» EXTRACTED INFORMATION:
§ §
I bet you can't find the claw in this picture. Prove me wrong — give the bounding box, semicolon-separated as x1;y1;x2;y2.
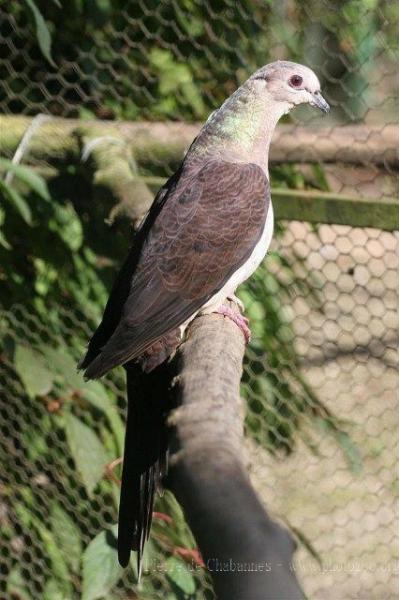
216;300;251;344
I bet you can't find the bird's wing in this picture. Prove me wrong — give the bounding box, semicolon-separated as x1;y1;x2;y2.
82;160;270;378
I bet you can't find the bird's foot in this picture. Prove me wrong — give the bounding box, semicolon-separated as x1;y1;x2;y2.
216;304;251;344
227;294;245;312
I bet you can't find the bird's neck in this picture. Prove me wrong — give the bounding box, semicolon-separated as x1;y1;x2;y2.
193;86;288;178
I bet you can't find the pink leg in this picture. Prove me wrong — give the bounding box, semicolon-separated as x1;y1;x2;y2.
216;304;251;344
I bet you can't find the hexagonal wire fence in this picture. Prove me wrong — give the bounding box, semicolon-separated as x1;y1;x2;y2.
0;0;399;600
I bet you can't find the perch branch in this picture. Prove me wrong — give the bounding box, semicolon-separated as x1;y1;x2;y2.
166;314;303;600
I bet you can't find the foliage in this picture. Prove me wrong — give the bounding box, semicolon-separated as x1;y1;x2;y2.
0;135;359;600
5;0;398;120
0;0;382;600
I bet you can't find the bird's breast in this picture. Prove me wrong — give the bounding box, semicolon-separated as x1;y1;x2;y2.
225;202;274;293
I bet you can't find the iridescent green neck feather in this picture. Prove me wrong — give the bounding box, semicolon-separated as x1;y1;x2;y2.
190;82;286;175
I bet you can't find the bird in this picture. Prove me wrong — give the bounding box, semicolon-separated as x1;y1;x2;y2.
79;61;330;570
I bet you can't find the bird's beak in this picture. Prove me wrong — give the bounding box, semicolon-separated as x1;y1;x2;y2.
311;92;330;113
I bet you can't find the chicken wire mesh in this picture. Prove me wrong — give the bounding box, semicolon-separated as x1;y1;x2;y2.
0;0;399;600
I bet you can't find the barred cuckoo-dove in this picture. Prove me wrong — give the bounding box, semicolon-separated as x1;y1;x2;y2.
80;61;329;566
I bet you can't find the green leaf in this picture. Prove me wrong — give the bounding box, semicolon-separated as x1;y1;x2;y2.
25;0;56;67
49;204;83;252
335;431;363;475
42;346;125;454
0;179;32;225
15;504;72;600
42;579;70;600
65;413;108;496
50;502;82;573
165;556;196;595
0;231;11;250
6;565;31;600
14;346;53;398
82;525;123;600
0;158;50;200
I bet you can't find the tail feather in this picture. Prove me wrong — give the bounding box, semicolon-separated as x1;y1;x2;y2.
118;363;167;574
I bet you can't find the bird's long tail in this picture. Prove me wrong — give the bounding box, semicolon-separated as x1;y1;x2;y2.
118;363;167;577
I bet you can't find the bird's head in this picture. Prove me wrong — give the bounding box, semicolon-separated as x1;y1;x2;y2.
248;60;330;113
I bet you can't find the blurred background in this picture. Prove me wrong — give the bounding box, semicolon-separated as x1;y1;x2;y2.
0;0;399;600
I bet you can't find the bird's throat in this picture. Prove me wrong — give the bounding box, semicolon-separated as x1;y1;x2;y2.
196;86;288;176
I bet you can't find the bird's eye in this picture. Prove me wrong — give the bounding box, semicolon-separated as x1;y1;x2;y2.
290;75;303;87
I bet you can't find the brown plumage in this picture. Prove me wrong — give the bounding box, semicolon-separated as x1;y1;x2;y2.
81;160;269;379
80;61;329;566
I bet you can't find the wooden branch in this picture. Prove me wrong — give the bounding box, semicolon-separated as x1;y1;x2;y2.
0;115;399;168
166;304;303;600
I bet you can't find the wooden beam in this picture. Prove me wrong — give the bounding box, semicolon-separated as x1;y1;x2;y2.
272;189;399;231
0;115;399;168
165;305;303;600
§ §
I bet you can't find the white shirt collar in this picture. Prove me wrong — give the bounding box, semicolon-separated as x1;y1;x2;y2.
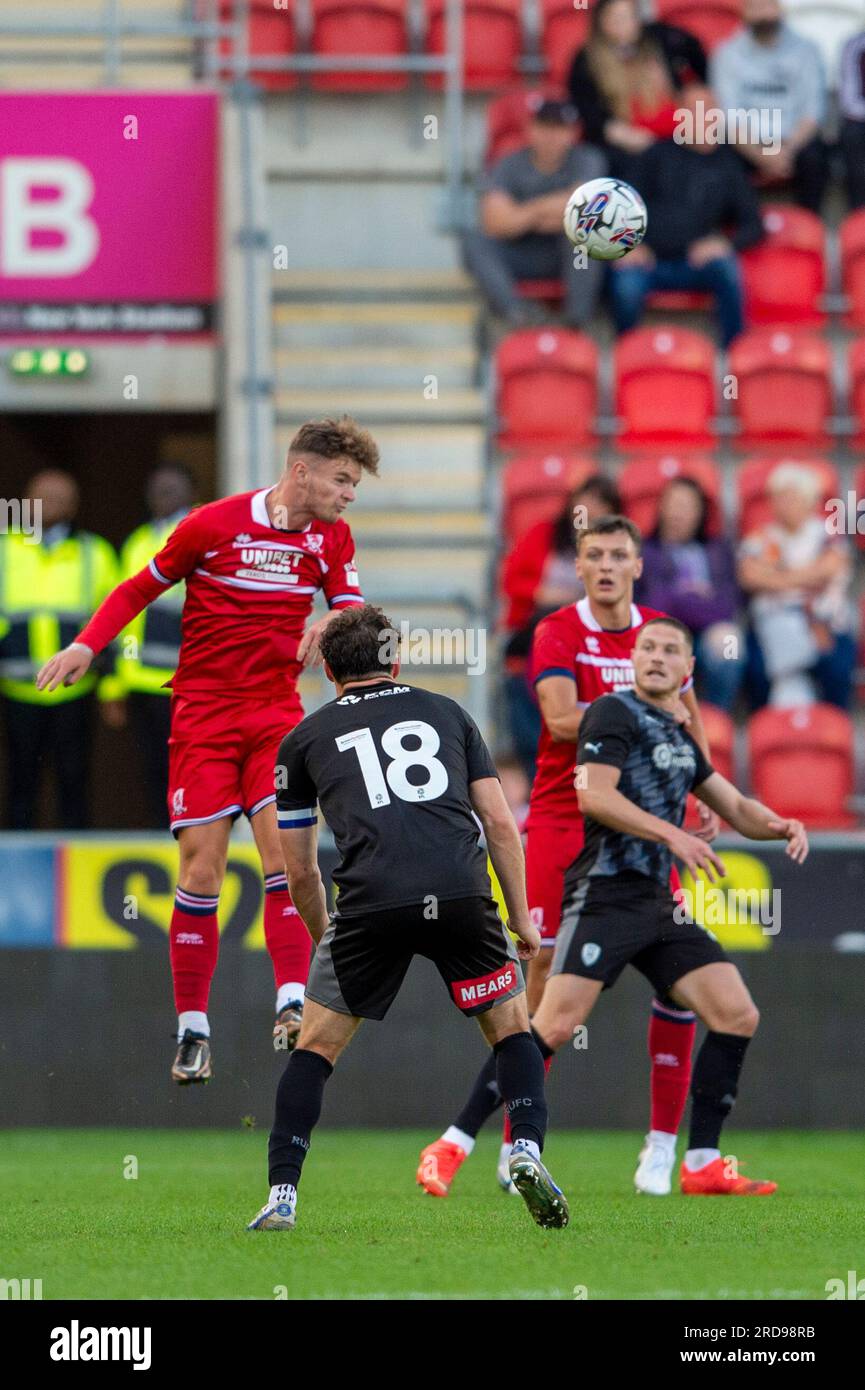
§ §
» YOUR INSTRUCTIONS: Report how many lines of the listing contain the word "neck". Give only the number.

» ANSWER BELOW: 2